Now since he has the machine in his house he's reporting that after about 10 minutes or so of being on the system just shuts off. I originally thought this may be an overheating issue, so I instructed him to remove the side panel to let it ventilate a bit. Apparently this is still happening.

I'm just wondering if there's anything I should be looking out for. It's quite possible that either the graphics card power cable became unplugged or something else disconnected when he took the machine home. But I'm trying to figure out what (if anything) may be causing the machine to shut down besides overheating. Any ideas? I'll try to install CPU-Z and see the temps on the machine when I have it in front of me again.

Hopefully it's just as simple as something being unplugged, but if you guys have any ideas that would be great. Thanks! :)

-Steven

Computer specs:
CPU: Intel Core i7-2600 Sandy Bridge 3.4GHz (Socket LGA 1155)

*Data excerpt:*
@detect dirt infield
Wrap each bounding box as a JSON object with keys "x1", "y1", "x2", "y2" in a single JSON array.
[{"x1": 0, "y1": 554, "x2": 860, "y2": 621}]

*Directions:*
**a)** In the computer shutdown post, after roughly how long does the machine shut itself off?
**b)** Please carry on the computer shutdown post from its last line.

*Exercise results:*
**a)** After about 10 minutes of being on.

**b)**
Motherboard: Gigabyte GA-H67A-UD3H-B3 (Version 1.1)
Graphics: EVGA 01G-P3-1450-TR GeForce GTS 450 (Fermi) 1GB 128-bit GDDR5 PCI Express 2.0 x16
Hard Drive: Seagate 1TB (SATA)
Optical: Standard SATA DVD-RW
PSU: XFX P1-650X-CAH9 650W ATX12V v2.2
Rosewill Standard ATX case
Fans installed: Included intel heatsink, small fan on PC case, fan on graphics card, fan on PSU.
 

arges86

Distinguished
interesting
first, i'd check the temps like you said, maybe the heatsink isn't on properly
I'd also check the event logs in Windows and see if they record anything (to help determine if its a software thing)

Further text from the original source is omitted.